ABOUT THIS TASK. Track down every line below that holds "silverware" and copy it.

RECORDS FOR THIS EXERCISE.

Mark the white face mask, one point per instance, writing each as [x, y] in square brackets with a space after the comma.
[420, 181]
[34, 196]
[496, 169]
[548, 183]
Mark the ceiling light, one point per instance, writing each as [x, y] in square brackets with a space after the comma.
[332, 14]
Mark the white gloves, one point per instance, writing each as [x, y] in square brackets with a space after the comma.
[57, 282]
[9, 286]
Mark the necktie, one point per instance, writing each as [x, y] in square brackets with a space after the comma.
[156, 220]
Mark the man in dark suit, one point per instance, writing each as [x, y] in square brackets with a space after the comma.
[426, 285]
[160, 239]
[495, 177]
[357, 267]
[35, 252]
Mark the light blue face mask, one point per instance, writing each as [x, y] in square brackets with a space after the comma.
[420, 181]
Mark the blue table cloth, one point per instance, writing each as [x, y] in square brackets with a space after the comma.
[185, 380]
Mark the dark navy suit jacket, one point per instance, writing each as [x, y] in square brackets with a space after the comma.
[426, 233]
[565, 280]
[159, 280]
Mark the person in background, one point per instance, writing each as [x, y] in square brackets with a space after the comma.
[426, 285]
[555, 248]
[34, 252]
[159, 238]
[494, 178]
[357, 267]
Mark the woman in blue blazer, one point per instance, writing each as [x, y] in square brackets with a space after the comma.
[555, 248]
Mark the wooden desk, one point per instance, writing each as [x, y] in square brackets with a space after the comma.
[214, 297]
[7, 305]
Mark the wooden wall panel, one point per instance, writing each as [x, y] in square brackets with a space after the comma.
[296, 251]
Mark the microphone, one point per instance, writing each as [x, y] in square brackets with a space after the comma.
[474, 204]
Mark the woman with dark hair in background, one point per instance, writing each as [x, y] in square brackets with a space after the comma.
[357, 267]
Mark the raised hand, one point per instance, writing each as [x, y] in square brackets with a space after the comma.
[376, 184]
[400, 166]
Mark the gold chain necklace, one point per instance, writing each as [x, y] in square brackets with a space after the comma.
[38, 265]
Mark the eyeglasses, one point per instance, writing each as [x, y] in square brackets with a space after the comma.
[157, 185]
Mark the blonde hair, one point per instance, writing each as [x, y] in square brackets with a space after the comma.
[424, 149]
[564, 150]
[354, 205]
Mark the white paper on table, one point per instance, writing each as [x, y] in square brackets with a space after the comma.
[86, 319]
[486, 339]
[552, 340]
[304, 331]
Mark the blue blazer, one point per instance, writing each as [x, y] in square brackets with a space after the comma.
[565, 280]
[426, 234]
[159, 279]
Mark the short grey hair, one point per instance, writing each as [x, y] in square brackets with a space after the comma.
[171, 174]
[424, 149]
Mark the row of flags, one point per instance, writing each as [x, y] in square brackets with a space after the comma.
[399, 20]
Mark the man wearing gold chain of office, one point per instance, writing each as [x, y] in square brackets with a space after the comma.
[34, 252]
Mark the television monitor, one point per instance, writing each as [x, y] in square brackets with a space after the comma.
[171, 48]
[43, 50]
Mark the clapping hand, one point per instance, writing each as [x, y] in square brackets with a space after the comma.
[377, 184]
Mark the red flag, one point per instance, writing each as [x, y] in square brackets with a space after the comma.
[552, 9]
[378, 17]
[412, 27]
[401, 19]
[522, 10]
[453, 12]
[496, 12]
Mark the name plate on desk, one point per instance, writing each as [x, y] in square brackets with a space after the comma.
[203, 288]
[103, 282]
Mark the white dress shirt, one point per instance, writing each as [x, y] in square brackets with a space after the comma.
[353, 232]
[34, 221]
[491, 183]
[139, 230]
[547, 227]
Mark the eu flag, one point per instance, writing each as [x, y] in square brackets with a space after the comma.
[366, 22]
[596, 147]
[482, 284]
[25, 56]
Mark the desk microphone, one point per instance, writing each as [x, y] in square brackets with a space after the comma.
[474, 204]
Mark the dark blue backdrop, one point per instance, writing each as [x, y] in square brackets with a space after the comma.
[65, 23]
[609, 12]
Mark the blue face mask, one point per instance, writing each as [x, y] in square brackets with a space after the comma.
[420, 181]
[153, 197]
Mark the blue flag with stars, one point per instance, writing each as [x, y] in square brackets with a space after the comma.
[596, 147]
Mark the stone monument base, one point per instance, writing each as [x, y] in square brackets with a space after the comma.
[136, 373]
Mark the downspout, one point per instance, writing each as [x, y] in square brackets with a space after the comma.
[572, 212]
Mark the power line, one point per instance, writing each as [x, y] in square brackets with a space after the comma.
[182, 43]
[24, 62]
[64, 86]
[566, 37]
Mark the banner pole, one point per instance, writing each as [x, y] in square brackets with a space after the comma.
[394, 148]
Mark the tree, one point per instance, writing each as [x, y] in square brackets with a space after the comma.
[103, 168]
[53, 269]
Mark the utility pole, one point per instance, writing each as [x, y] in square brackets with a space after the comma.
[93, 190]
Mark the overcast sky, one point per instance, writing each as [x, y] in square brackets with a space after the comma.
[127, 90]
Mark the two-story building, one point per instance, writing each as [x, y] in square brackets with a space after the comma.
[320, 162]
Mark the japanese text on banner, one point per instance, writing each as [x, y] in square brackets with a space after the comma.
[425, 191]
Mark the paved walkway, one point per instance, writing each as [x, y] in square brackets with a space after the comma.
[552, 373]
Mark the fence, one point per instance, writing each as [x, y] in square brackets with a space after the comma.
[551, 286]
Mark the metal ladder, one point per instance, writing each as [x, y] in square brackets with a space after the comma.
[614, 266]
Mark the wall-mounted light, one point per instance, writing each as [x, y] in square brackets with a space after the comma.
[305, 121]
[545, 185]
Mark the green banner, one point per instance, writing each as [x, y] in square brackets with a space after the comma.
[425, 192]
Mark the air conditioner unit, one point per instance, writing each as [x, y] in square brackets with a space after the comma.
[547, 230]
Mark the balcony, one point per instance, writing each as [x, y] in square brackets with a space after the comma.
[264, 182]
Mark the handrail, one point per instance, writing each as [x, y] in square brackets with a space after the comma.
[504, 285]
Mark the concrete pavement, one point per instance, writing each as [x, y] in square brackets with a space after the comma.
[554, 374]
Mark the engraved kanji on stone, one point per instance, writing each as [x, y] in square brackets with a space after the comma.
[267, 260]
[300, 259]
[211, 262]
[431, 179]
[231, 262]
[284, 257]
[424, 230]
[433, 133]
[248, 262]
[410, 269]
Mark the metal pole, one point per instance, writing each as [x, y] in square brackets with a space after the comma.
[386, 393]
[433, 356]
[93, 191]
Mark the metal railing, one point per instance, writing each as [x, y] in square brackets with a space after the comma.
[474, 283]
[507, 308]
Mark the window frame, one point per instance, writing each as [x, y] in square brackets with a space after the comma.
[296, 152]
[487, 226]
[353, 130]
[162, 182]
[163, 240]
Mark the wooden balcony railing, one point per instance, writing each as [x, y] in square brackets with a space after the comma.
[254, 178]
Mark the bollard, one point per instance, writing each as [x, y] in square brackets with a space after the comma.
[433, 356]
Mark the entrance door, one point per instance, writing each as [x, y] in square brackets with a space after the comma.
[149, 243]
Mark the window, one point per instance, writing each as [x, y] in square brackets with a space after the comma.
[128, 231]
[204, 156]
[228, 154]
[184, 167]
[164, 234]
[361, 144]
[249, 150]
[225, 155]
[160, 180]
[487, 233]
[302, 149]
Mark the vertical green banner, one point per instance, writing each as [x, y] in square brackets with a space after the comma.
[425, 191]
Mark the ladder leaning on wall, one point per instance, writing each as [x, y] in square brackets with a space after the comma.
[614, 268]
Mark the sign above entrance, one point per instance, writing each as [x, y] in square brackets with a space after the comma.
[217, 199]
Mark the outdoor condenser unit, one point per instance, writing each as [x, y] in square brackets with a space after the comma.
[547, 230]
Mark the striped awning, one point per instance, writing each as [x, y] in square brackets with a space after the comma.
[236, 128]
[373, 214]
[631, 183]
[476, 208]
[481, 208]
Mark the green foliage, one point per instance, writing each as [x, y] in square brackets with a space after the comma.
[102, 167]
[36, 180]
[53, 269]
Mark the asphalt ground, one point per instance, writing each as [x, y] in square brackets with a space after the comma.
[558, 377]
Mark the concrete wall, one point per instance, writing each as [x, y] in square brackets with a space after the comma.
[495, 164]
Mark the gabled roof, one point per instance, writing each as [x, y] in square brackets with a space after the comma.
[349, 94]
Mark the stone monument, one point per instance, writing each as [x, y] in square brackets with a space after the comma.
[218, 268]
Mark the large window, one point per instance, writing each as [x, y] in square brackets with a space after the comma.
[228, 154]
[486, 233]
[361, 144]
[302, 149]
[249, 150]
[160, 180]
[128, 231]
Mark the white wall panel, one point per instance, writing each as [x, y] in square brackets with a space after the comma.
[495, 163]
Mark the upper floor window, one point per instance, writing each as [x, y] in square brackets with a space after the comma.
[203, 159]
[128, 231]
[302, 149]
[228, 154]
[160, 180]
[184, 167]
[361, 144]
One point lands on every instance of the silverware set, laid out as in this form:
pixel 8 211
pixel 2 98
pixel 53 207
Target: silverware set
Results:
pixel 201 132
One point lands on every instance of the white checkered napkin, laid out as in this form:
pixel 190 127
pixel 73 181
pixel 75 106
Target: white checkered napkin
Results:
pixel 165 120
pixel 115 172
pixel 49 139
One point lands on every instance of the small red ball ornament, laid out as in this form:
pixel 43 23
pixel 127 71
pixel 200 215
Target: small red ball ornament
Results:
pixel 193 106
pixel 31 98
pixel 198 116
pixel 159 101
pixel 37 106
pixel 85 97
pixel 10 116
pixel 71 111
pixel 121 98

ANSWER.
One point lands on every instance of the silverware set, laid out as in this form:
Target: silverware set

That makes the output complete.